↓↓↓

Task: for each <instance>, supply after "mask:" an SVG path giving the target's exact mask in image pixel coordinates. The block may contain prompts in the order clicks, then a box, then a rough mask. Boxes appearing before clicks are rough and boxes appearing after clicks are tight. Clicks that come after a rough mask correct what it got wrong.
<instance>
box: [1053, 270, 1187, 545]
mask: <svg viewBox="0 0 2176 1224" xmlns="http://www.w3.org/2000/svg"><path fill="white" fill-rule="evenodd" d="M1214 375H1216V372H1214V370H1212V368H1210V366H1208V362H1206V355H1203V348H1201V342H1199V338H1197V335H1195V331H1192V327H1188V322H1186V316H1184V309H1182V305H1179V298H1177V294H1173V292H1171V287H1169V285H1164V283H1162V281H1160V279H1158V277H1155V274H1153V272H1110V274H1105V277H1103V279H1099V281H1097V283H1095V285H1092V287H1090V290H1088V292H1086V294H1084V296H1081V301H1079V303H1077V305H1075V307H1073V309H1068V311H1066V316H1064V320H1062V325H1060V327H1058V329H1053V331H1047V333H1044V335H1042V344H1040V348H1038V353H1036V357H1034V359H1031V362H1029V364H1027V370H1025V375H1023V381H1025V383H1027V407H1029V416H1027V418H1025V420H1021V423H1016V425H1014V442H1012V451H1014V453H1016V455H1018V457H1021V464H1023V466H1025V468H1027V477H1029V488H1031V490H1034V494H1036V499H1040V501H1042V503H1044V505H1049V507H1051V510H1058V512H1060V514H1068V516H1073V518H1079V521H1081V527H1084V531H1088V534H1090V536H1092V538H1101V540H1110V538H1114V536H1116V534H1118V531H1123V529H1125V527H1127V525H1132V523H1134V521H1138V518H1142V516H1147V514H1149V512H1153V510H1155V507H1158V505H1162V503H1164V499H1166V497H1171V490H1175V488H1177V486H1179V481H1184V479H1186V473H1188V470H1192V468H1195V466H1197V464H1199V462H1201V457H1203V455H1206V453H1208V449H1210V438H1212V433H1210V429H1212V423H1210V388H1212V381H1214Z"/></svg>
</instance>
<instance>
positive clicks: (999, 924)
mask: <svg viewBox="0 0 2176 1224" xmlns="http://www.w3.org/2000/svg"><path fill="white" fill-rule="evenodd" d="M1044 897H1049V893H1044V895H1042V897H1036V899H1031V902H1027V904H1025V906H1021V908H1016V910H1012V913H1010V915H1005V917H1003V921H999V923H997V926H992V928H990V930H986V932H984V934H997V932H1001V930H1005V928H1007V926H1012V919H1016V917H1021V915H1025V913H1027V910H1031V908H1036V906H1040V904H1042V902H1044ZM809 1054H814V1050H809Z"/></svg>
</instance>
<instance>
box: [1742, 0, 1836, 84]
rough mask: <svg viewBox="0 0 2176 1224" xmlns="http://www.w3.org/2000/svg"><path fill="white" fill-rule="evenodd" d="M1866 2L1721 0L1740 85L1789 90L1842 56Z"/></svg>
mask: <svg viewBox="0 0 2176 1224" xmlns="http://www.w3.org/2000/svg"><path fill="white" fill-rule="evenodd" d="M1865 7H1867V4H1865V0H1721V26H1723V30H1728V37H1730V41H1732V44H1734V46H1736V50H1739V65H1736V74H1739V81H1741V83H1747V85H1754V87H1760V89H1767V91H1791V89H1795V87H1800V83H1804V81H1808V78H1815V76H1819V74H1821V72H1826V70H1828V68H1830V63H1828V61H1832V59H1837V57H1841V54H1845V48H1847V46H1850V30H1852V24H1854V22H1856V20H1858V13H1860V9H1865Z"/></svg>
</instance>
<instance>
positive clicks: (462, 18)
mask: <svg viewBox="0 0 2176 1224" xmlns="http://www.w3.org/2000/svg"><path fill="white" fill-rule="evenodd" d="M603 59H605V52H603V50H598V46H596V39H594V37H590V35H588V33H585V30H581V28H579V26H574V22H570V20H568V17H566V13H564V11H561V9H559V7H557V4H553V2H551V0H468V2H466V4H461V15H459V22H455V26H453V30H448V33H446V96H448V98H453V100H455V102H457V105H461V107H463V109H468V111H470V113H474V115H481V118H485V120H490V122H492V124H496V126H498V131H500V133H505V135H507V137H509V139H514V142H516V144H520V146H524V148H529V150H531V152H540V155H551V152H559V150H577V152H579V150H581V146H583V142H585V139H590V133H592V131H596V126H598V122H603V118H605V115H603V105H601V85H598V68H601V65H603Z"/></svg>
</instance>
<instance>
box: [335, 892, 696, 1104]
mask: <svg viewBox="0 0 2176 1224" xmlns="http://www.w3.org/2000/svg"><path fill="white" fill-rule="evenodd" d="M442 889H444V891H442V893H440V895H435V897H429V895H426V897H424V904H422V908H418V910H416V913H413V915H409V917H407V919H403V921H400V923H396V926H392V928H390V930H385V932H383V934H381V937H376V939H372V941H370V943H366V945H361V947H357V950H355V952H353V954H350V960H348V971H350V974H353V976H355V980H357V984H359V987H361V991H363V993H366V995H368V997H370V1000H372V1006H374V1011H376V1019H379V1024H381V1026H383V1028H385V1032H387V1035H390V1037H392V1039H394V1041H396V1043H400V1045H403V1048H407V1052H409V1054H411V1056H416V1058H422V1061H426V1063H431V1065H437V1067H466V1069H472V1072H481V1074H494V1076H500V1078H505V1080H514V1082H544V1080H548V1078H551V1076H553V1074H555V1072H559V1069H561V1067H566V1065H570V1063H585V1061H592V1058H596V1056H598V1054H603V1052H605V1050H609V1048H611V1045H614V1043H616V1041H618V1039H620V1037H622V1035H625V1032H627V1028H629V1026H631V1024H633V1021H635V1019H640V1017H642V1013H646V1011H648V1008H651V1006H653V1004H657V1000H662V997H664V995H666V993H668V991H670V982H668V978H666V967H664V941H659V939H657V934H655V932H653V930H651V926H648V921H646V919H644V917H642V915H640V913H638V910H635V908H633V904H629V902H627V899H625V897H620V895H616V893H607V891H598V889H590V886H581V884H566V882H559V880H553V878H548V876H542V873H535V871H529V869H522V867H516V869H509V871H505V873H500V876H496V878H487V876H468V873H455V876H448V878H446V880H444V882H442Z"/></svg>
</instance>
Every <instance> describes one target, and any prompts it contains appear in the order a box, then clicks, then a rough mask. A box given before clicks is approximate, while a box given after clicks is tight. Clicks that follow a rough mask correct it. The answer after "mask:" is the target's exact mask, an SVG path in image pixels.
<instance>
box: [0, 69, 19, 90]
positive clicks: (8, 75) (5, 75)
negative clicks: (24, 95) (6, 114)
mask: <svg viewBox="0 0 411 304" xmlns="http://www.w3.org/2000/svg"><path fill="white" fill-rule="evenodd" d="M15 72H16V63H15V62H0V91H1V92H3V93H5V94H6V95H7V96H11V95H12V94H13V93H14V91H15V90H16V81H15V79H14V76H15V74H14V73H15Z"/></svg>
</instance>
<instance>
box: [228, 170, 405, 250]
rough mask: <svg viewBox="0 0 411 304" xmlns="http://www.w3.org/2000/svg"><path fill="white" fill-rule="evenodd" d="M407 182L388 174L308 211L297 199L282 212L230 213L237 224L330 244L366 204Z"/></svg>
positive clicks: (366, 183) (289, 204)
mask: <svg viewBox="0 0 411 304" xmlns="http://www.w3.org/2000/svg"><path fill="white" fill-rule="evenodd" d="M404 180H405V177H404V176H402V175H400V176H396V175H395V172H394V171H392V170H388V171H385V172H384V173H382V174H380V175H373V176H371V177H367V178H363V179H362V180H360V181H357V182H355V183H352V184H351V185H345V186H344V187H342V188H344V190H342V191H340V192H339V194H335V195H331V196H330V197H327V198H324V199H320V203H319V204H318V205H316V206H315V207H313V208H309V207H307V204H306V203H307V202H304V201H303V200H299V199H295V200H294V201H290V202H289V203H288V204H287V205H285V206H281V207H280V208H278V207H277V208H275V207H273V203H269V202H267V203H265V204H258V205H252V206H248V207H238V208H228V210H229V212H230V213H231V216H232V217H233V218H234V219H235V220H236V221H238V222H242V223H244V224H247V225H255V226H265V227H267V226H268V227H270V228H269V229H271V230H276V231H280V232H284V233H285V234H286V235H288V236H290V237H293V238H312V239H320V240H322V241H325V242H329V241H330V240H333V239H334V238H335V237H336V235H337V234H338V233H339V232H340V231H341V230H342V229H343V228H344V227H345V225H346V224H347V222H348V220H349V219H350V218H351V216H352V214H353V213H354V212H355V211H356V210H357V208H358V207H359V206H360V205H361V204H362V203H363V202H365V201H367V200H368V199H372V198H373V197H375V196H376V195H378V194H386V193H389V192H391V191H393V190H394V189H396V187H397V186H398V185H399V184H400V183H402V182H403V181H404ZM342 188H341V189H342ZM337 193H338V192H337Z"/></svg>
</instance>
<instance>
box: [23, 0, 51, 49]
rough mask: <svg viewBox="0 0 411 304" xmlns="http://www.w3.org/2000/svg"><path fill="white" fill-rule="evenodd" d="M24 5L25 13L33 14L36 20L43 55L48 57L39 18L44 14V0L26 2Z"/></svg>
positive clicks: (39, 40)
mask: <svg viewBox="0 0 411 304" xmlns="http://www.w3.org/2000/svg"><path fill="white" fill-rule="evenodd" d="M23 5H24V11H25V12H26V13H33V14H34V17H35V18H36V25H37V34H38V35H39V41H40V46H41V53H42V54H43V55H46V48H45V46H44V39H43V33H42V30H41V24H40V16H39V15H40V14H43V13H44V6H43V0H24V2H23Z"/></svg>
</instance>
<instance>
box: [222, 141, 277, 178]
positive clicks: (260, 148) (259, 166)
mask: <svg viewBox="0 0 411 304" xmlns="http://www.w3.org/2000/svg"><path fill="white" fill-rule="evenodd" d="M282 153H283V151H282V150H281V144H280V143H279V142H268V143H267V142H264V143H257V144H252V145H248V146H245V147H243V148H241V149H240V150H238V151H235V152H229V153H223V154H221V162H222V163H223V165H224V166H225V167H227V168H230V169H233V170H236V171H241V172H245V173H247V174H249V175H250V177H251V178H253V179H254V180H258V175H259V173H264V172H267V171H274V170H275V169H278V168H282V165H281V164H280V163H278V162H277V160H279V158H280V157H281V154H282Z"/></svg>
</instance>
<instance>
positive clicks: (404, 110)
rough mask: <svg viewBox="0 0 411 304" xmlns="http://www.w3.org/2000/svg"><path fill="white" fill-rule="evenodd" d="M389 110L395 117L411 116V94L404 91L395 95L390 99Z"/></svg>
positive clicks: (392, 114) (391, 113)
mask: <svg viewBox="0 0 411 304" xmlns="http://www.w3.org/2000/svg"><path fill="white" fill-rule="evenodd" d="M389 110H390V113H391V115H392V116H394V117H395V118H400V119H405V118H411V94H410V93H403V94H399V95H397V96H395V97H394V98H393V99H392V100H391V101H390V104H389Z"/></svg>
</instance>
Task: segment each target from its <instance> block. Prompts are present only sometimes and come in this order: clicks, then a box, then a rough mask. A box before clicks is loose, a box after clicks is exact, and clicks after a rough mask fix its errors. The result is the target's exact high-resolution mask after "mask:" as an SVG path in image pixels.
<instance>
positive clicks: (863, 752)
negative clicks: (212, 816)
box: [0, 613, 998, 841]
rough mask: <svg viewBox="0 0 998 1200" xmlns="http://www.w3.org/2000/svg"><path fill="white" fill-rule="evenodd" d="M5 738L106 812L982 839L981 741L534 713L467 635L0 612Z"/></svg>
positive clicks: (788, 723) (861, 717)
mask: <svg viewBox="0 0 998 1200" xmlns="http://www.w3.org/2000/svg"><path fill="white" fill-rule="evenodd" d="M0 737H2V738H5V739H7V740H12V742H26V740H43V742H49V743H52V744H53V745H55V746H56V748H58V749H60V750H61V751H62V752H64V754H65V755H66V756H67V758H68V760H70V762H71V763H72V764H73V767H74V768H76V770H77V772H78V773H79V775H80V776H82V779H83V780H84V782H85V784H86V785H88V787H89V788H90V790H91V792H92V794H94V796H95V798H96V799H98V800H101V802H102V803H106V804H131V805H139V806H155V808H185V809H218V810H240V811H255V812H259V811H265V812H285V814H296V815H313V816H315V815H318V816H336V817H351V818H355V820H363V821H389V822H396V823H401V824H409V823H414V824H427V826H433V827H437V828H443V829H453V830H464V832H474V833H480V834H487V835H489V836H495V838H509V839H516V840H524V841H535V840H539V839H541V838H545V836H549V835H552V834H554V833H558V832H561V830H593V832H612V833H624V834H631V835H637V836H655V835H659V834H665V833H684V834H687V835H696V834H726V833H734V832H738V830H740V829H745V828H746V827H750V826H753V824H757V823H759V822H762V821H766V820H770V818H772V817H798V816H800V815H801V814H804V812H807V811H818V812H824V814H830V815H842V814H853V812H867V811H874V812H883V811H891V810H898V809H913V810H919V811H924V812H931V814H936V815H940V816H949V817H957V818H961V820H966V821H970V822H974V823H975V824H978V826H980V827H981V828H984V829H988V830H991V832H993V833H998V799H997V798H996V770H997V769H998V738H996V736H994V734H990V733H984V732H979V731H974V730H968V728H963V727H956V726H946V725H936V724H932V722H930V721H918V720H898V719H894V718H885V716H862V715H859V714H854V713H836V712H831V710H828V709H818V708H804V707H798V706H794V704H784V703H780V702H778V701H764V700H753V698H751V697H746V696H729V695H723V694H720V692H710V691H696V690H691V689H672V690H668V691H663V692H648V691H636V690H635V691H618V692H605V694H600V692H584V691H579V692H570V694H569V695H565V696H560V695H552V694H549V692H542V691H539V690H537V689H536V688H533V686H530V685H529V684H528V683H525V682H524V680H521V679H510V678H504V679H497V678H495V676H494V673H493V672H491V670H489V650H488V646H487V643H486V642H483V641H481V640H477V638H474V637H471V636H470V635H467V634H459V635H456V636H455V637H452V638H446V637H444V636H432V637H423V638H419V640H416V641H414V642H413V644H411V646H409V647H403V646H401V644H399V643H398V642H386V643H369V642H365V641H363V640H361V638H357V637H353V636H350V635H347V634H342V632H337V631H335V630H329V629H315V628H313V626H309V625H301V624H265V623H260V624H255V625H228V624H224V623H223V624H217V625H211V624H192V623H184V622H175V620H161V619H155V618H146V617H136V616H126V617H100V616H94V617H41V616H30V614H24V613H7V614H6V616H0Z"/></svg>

↑↑↑

Working from the records above, write out verbatim only the lines from the line containing "box: [0, 613, 998, 841]" through the line containing "738L106 812L982 839L981".

TASK ANSWER:
box: [0, 613, 998, 841]
rough mask: <svg viewBox="0 0 998 1200" xmlns="http://www.w3.org/2000/svg"><path fill="white" fill-rule="evenodd" d="M5 738L106 812L982 839L981 741L534 713L467 635L0 612Z"/></svg>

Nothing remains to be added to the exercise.